= Beginning of Section =

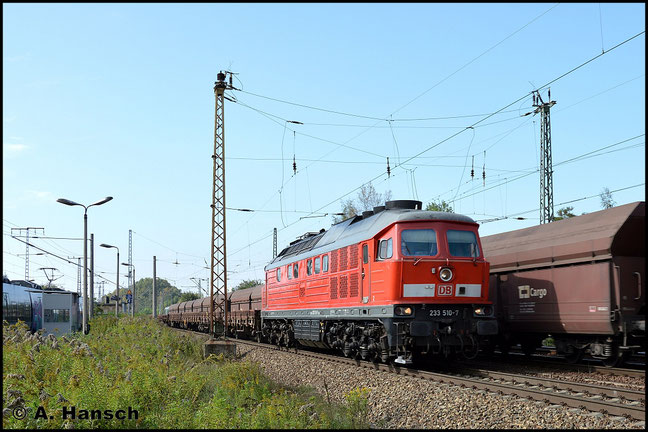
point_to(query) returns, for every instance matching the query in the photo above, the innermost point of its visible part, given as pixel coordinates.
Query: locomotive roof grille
(356, 229)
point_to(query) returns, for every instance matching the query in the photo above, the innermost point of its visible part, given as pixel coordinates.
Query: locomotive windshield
(462, 243)
(418, 242)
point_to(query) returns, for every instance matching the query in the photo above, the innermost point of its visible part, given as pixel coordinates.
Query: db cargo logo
(525, 291)
(444, 290)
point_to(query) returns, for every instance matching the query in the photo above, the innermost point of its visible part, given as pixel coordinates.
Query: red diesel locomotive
(396, 283)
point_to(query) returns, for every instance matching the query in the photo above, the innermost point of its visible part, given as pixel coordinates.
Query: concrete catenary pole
(91, 310)
(154, 293)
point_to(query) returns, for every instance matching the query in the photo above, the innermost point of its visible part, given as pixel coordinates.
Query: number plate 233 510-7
(444, 313)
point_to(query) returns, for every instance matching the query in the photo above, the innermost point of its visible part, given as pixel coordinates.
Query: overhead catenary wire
(473, 125)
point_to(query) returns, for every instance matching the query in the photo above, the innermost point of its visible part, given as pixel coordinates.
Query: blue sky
(117, 100)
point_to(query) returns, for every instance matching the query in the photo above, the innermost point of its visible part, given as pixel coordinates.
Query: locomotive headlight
(445, 274)
(403, 310)
(486, 310)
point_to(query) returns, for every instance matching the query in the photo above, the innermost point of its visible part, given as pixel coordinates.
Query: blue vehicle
(21, 300)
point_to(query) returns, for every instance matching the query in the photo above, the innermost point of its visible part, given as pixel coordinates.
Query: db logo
(445, 289)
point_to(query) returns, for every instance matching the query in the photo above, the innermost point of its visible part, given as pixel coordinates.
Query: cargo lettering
(525, 291)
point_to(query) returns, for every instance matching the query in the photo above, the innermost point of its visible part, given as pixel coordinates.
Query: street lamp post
(133, 293)
(117, 283)
(85, 253)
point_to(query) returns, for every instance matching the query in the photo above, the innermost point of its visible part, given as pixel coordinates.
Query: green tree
(564, 213)
(440, 205)
(167, 294)
(248, 284)
(606, 199)
(366, 200)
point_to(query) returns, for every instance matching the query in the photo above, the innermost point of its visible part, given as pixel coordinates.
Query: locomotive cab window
(417, 242)
(385, 249)
(462, 243)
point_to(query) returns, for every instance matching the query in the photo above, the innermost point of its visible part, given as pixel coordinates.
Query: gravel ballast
(407, 402)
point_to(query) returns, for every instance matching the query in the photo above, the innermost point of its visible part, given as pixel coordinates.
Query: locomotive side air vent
(403, 204)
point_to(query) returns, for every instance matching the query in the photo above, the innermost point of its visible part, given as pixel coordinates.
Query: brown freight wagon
(580, 280)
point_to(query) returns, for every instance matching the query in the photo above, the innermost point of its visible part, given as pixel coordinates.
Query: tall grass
(140, 364)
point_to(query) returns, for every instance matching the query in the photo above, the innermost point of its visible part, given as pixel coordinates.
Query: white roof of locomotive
(357, 229)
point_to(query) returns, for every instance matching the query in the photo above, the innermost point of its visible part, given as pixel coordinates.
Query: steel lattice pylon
(218, 277)
(546, 167)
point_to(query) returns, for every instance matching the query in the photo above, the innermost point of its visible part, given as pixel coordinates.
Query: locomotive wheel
(574, 356)
(616, 359)
(528, 348)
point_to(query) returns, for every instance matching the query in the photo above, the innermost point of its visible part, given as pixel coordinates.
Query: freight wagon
(580, 280)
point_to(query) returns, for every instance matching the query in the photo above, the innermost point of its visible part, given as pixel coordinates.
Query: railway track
(597, 398)
(561, 365)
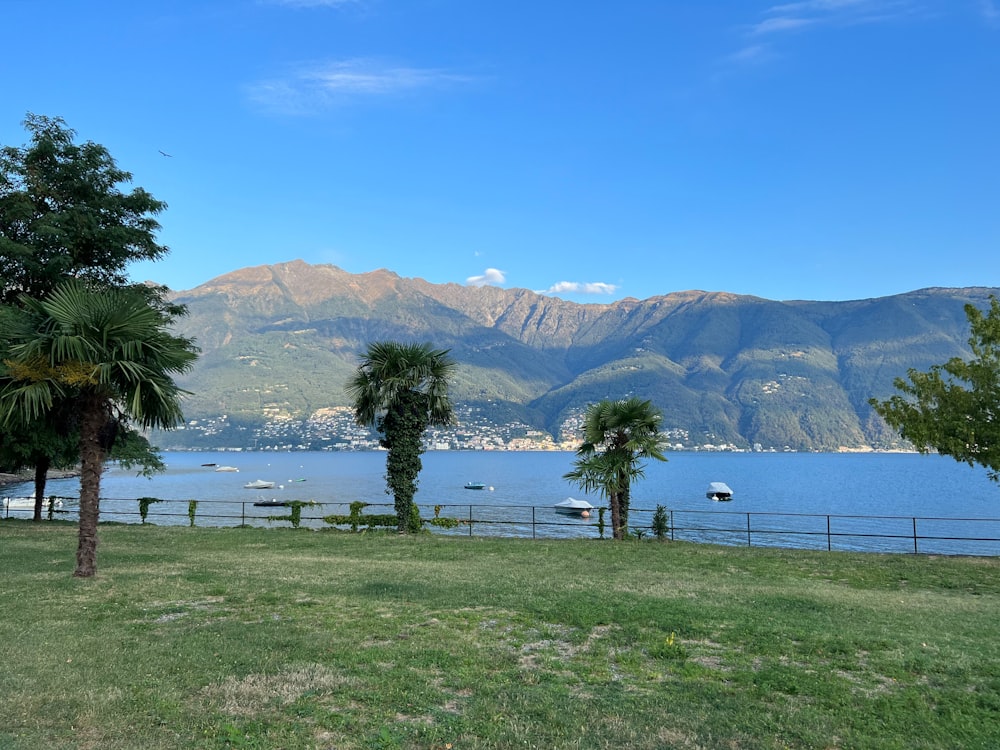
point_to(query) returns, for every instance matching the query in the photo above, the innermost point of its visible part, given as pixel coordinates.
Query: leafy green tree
(954, 408)
(400, 390)
(63, 215)
(108, 352)
(617, 435)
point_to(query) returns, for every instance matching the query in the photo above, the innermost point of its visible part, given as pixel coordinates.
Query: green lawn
(282, 638)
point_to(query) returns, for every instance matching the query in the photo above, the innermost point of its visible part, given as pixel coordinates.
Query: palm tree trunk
(91, 464)
(41, 474)
(614, 500)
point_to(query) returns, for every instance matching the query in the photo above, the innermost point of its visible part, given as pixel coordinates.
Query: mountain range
(280, 341)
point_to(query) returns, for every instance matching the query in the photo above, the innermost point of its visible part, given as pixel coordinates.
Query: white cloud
(321, 85)
(576, 287)
(806, 15)
(779, 24)
(489, 277)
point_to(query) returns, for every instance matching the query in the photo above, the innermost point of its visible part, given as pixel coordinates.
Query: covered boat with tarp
(719, 491)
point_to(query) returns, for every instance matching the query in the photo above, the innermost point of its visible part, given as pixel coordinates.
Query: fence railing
(914, 534)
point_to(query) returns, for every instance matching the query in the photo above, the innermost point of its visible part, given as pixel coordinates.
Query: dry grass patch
(257, 694)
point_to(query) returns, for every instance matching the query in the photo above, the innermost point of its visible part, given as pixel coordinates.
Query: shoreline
(8, 479)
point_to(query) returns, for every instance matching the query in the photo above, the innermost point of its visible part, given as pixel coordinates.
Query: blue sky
(811, 149)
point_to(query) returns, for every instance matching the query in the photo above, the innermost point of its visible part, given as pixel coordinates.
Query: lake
(781, 499)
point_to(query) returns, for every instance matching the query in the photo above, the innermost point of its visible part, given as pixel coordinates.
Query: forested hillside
(279, 343)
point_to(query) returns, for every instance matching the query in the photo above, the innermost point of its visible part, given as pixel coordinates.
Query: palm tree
(109, 351)
(616, 436)
(400, 390)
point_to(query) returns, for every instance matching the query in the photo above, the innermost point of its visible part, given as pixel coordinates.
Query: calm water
(793, 499)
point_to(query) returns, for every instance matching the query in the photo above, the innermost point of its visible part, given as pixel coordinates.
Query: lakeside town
(335, 429)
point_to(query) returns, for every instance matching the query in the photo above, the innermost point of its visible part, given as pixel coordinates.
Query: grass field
(282, 638)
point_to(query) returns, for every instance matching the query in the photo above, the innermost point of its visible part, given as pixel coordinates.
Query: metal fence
(919, 535)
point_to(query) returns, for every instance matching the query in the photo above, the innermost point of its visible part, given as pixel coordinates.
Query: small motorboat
(259, 484)
(719, 491)
(21, 503)
(573, 507)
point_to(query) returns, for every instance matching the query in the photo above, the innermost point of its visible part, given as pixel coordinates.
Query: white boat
(719, 491)
(259, 484)
(17, 503)
(574, 507)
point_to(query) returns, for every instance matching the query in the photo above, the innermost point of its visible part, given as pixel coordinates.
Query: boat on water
(19, 503)
(259, 484)
(573, 507)
(719, 491)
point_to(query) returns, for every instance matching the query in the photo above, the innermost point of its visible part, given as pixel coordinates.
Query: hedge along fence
(357, 519)
(295, 513)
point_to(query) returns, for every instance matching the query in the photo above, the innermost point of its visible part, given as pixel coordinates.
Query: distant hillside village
(334, 429)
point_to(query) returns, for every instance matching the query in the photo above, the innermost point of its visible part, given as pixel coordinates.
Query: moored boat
(719, 491)
(573, 507)
(259, 484)
(21, 503)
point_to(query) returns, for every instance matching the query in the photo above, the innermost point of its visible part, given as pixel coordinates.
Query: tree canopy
(108, 353)
(63, 214)
(617, 436)
(401, 389)
(954, 408)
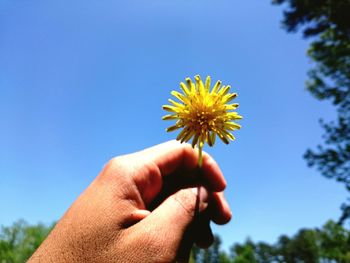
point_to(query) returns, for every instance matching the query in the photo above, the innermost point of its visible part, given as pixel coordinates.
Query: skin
(149, 206)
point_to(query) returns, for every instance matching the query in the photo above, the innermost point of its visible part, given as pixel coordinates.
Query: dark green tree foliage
(19, 241)
(327, 22)
(211, 255)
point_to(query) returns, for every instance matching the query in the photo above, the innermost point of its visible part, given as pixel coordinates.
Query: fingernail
(202, 197)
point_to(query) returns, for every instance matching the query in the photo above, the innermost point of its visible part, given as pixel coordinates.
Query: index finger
(172, 155)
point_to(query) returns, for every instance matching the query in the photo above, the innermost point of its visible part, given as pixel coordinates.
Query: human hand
(149, 206)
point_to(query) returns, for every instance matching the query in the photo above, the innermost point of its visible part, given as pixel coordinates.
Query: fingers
(171, 156)
(171, 220)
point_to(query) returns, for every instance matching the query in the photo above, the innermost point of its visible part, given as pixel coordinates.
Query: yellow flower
(203, 113)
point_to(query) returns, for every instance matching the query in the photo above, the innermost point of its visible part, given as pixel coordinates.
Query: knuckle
(187, 200)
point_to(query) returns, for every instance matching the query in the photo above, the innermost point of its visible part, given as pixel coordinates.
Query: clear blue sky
(83, 81)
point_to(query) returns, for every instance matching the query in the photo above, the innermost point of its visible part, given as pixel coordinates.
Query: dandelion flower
(202, 113)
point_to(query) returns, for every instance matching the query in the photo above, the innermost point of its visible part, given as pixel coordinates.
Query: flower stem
(200, 155)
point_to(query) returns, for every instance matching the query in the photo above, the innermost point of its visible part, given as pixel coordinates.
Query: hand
(149, 206)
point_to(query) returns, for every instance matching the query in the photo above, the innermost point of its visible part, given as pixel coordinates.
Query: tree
(328, 24)
(19, 241)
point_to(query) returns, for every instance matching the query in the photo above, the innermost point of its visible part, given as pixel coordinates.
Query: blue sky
(83, 81)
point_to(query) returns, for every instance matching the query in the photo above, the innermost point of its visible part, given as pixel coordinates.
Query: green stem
(200, 155)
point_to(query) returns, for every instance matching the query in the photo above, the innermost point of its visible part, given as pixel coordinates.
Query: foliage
(19, 241)
(331, 243)
(328, 24)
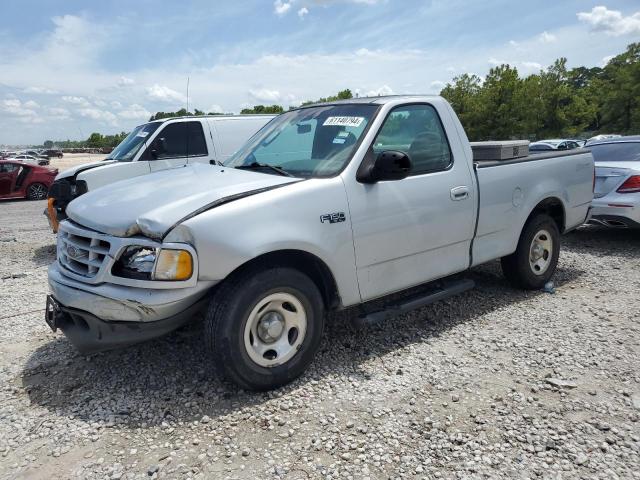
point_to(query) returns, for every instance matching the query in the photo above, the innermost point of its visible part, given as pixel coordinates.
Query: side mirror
(388, 165)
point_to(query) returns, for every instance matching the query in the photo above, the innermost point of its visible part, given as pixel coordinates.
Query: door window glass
(7, 167)
(180, 139)
(417, 131)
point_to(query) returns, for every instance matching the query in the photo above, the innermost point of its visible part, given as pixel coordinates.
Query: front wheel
(264, 326)
(534, 261)
(37, 191)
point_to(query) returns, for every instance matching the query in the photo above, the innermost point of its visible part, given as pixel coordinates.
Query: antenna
(187, 95)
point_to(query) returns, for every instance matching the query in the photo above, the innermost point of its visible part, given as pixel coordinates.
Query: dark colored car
(23, 180)
(53, 153)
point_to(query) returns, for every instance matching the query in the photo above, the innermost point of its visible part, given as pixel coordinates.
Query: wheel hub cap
(541, 252)
(275, 329)
(270, 327)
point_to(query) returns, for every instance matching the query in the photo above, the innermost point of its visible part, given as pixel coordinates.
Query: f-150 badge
(332, 217)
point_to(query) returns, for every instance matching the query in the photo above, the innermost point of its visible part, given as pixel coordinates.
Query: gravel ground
(495, 383)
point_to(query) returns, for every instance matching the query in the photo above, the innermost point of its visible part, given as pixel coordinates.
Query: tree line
(555, 102)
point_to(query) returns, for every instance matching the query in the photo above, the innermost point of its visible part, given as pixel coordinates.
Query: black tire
(517, 267)
(37, 191)
(229, 311)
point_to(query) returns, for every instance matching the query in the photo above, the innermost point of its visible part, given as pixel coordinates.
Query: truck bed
(507, 195)
(532, 157)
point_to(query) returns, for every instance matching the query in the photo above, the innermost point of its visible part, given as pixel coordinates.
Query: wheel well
(304, 262)
(553, 207)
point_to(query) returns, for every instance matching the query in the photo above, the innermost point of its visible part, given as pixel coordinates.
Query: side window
(180, 139)
(196, 144)
(417, 131)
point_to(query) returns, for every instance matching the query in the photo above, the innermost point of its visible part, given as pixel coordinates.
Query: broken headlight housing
(147, 263)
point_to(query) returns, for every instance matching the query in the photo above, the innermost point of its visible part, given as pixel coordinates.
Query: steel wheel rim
(275, 329)
(540, 252)
(38, 191)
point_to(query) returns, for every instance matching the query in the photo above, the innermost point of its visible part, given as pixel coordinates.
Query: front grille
(82, 253)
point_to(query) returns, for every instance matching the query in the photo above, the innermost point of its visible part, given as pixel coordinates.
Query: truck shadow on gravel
(169, 379)
(602, 241)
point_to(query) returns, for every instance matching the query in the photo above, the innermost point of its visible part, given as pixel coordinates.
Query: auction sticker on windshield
(343, 121)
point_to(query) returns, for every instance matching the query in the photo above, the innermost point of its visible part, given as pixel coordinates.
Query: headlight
(173, 265)
(146, 263)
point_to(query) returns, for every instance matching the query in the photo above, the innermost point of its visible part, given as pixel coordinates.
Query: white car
(155, 146)
(616, 200)
(599, 138)
(30, 159)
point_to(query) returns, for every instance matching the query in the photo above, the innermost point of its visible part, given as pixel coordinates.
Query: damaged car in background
(328, 207)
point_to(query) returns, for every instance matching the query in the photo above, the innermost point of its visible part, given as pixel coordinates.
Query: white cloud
(76, 100)
(60, 113)
(40, 90)
(165, 94)
(134, 112)
(532, 65)
(265, 95)
(21, 111)
(496, 62)
(281, 8)
(611, 22)
(125, 81)
(546, 37)
(380, 91)
(605, 60)
(99, 115)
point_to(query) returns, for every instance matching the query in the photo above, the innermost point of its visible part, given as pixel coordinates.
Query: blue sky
(68, 68)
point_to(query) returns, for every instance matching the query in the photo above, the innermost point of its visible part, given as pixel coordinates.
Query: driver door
(411, 231)
(8, 172)
(175, 145)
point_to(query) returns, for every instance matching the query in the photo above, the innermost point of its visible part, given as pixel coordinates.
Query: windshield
(311, 142)
(616, 152)
(127, 149)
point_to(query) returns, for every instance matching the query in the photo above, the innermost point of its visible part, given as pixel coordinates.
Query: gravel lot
(495, 383)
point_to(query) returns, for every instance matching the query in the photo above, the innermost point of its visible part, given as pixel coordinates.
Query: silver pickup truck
(327, 207)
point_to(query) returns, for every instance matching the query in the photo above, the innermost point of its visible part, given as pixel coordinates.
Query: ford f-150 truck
(155, 146)
(329, 206)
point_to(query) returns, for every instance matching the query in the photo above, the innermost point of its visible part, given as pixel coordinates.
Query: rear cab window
(417, 131)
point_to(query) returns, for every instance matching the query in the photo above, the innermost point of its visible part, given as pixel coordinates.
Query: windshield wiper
(256, 165)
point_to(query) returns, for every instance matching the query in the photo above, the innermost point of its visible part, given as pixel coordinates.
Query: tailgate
(608, 179)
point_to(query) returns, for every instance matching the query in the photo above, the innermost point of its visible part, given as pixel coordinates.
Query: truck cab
(155, 146)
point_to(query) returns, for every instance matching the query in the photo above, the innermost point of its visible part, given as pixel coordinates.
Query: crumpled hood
(153, 204)
(70, 172)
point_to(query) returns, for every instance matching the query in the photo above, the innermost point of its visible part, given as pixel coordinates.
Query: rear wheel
(264, 326)
(534, 261)
(37, 191)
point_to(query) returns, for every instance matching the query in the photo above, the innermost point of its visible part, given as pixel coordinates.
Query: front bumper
(621, 211)
(102, 317)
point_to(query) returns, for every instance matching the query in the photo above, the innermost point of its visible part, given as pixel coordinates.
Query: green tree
(341, 95)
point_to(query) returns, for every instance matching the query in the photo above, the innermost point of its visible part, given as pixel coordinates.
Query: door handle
(459, 193)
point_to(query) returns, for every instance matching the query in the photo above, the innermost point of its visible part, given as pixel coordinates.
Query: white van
(155, 146)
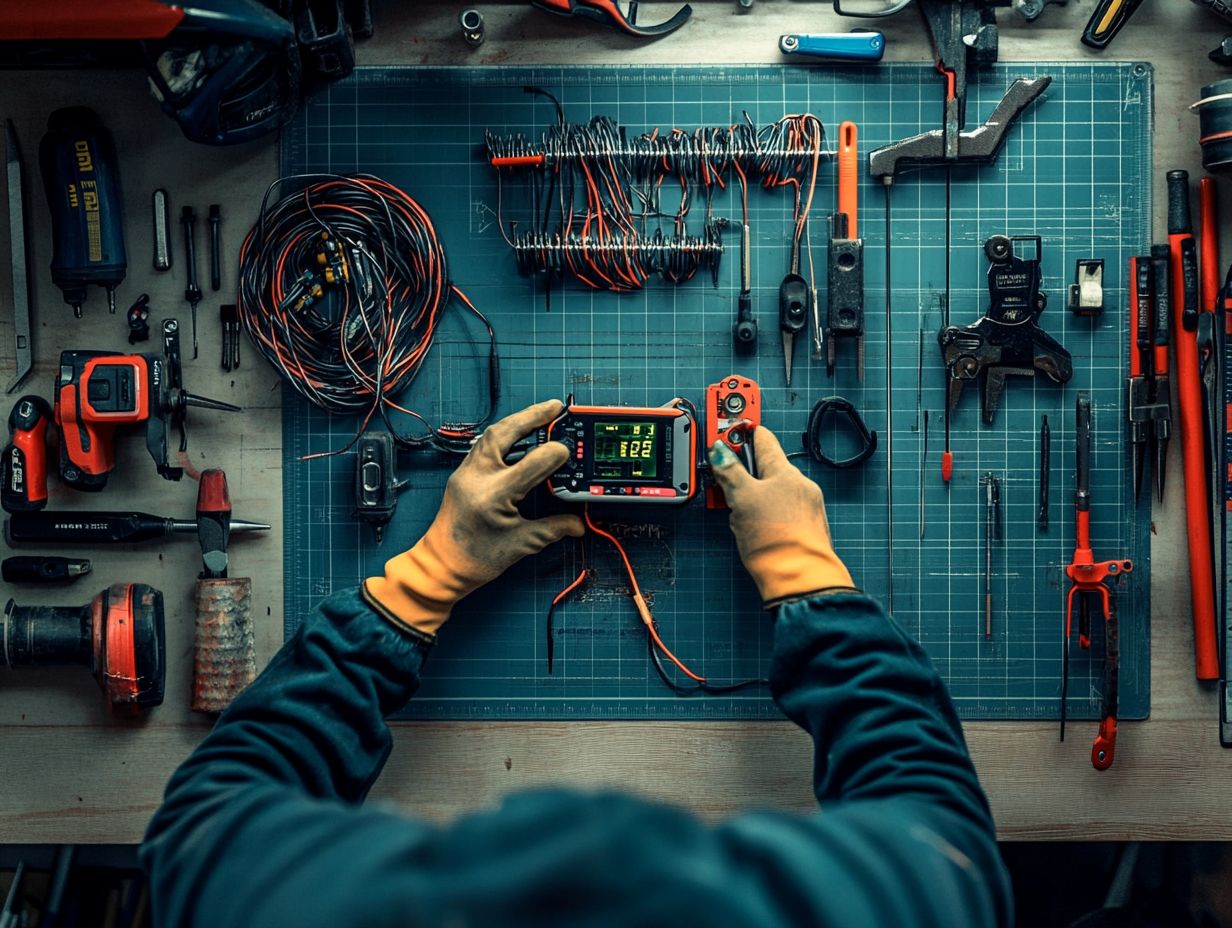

= End of Section =

→ Work required:
Leaving the pictures out, copy exactly the lines from the line that contains "Query: door handle" to the last line of the data, both ends included.

→ Output for this exercise:
Query: door handle
(459, 193)
point_to(query) returns, for every instance matching the query in the photo above, the innermost point of its visible part, given as pixel coordinates.
Query: white van
(155, 146)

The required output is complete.